■ Data provided
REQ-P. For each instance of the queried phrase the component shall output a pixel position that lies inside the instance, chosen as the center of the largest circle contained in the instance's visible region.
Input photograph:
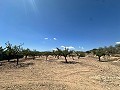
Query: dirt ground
(83, 74)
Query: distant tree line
(17, 51)
(105, 51)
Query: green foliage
(80, 54)
(66, 52)
(100, 52)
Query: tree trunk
(26, 57)
(73, 58)
(58, 57)
(99, 58)
(33, 57)
(66, 60)
(46, 57)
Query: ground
(79, 74)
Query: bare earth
(83, 74)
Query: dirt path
(82, 74)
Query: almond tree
(17, 52)
(9, 51)
(80, 54)
(65, 53)
(56, 53)
(46, 54)
(100, 52)
(26, 52)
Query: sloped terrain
(83, 74)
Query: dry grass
(83, 74)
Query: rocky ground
(40, 74)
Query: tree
(46, 54)
(56, 53)
(9, 51)
(80, 54)
(17, 52)
(65, 53)
(72, 54)
(26, 52)
(100, 52)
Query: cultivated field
(40, 74)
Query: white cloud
(70, 47)
(117, 42)
(45, 38)
(54, 38)
(54, 49)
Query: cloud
(117, 42)
(68, 47)
(54, 38)
(45, 38)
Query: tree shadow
(25, 64)
(107, 60)
(70, 62)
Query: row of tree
(16, 52)
(105, 51)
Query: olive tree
(65, 53)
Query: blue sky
(47, 24)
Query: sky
(46, 24)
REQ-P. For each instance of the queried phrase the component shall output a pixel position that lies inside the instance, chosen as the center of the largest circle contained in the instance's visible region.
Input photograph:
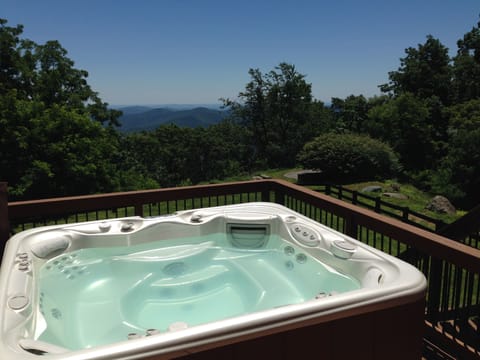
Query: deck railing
(452, 268)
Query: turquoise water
(98, 296)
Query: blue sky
(196, 51)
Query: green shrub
(347, 158)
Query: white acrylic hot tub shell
(385, 280)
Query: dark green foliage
(57, 137)
(173, 155)
(347, 158)
(52, 139)
(466, 71)
(424, 72)
(278, 111)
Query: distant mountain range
(139, 118)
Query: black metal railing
(452, 269)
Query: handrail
(425, 241)
(428, 242)
(452, 268)
(463, 226)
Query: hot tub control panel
(304, 234)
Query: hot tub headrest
(46, 243)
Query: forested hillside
(140, 118)
(57, 137)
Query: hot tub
(210, 282)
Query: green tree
(52, 135)
(458, 174)
(466, 67)
(277, 109)
(347, 158)
(424, 72)
(403, 123)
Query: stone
(372, 188)
(440, 205)
(395, 195)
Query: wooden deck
(451, 267)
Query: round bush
(347, 158)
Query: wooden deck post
(4, 221)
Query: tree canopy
(53, 139)
(57, 137)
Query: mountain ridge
(143, 118)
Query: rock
(396, 195)
(395, 187)
(372, 188)
(441, 205)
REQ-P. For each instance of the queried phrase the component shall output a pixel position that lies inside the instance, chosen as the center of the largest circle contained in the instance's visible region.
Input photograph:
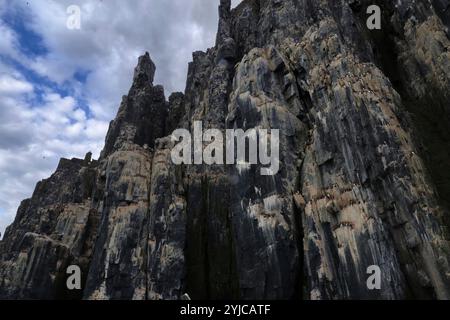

■ Work to do
Find every line in the rows above that contains the word "white", and copy each one out in full.

■ Response to the exercise
Query: white cloud
Query: white acrylic hot tub shell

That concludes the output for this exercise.